━━━━━ Extrait du document
Ce signe, les établissements d’enseignement l’ont capté. Ils ont compris que le nouveau visage d’un étudiant engagé dans la vie collective était une valeur pour l’Université. Et comme le dit Henri Isaac, vice-président en charge du numérique à l’université Paris Dauphine, « Pour une université productrice de connaissance et qui se fait disrupter sur ce sujet par les Moocs, que les étudiants viennent en masse travailler sur place et un grand signe de résilience, car la présence des étudiants est la valeur d’une université. Ils viennent chercher une expérience d’apprentissage complètement nouvelle et veulent contribuer à la constitution des savoirs ». Comment les établissements développent-ils le potentiel de ces étudiants contributeurs, au sens où leur énergie est une création de valeur pour les universités ?

4. Nouveaux modes d’accueil des étudiants

Connecteurs étudiants

Ces dernières années, des structures nouvelles ont fait leur apparition sur les
campus. Une première catégorie est le “connecteur étudiant”. Il s’agit d’espaces de rencontres et d’événements qui remplissent plusieurs missions : accueillir et étayer les initiatives des étudiants, les rapprocher d’écosystèmes professionnels innovants, les immerger dans l’économie numérique, sensibiliser à la création d’activité.

A Saclay, le Proto 204 est un connecteur étudiant qui occupe un bâtiment central sur le campus. Il est un carrefour transdisciplinaire (physiciens, informaticiens, designers, ...). Il offre des moyens de prototypage rapide et instille la culture du DiY (Do it Yourself), du hacking et de l’autofabrication dans les cultures universitaires conceptuelles.

Incubateurs

L’association IES (“Incubateurs de l’enseignement supérieur”) publie une liste qui concerne une vingtaine d’écoles des mines et de management. Plus de 100 étaient référencés en 2012. «  Il a fallu attendre le boom des start-up Internet, au début des années 2000, pour assister à un premier décollage du nombre d’incubateurs d’écoles, avant l’accélération de ces deux ou trois dernières années. Les 29 Pepite (pôles étudiants pour l’innovation, le transfert et l’entrepreneuriat), lancés en 2014, fédèrent les établissements d’enseignement supérieur proposent aux étudiants une sensibilisation et un accompagnement à la création d’entreprise, via notamment le statut d’étudiant entrepreneur. Et, pour ceux qui le souhaitent, un accès à l’incubateur d’un des établissements membres du Pepite ».
━━━━━━━━━━
━━━━━ Liste affichée
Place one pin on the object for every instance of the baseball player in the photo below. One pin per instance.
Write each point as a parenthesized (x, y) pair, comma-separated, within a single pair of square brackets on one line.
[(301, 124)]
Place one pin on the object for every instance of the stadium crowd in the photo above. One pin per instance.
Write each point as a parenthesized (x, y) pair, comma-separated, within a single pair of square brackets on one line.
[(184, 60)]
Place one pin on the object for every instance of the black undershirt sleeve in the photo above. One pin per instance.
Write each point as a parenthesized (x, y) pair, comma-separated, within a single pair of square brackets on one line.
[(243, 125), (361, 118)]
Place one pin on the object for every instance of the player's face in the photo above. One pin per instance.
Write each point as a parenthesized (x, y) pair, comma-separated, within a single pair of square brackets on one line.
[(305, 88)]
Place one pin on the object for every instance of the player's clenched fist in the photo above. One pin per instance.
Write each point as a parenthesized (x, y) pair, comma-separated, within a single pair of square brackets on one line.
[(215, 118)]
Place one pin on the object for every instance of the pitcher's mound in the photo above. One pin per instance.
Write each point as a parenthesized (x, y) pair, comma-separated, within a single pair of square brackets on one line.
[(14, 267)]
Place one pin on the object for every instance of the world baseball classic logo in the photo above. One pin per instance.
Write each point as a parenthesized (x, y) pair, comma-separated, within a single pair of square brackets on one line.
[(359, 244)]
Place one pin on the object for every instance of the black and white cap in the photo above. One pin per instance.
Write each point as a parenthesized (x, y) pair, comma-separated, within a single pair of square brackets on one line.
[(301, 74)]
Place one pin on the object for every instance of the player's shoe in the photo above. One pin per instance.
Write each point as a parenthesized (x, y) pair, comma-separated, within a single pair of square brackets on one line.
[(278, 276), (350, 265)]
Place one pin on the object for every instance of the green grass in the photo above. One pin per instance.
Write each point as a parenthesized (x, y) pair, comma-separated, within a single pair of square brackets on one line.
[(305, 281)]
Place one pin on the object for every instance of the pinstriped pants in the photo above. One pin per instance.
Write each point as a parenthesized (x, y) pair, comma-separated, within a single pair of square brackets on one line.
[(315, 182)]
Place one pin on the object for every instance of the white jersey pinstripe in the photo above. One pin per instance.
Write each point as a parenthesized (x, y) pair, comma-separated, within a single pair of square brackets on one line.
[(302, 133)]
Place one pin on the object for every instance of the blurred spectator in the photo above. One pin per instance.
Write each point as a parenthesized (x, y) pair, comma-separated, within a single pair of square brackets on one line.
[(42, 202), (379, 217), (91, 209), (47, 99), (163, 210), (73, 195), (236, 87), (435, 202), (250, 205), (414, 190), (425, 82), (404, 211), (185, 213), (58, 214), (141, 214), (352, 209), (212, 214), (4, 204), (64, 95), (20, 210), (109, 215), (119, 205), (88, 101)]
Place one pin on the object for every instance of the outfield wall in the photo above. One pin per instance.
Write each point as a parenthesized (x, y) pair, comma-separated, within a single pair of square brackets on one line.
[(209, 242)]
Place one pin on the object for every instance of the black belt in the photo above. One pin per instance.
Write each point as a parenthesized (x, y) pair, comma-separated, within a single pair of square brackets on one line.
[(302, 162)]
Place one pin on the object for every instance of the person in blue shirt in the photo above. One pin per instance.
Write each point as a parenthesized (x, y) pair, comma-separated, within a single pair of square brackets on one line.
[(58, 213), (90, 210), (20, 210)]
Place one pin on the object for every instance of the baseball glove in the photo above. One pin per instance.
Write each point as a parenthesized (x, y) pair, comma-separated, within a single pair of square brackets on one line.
━━━━━━━━━━
Votre consigne
Prolongez l'extrait sur les nouveaux modes d'accueil des étudiants à la suite de sa dernière phrase. La liste n'a aucun lien avec l'extrait sur les nouveaux modes d'accueil des étudiants.

Résultat obtenu
Préludes de grands incubateurs d’entreprises issues de la recherche publique, comme Agoranov ou ParisBiotech, ces incubateurs étudiants apportent une expérience d’apprentissage au cours de laquelle les étudiants créateurs peuvent tester une idée venue de leurs premières recherches en laboratoire, trouver un hébergement, se mettre en réseau, bénéficier de conseil et de mentorat, profiter d’une transdisciplinarité entre management, business, sciences, sciences humaines, informatique et design, s’initier aux mécanismes de levée de fonds et de crowdfunding, à la propriété intellectuelle et aux creative commons. C’est aussi la découverte des techniques de promotion (événements, challenges, hackatons) et une visibilité personnelle. Par le biais de programmes d’accélération, ils découvrent les SATT (Sociétés d’accélération et de transfert), des investisseurs, des industriels, des startupeurs. Réservés auparavant à des minorités d’étudiants, ces lieux d’apprentissages deviennent des carrefours d’éducation numérique, des techniques numériques au design de services et à l’économie contributive.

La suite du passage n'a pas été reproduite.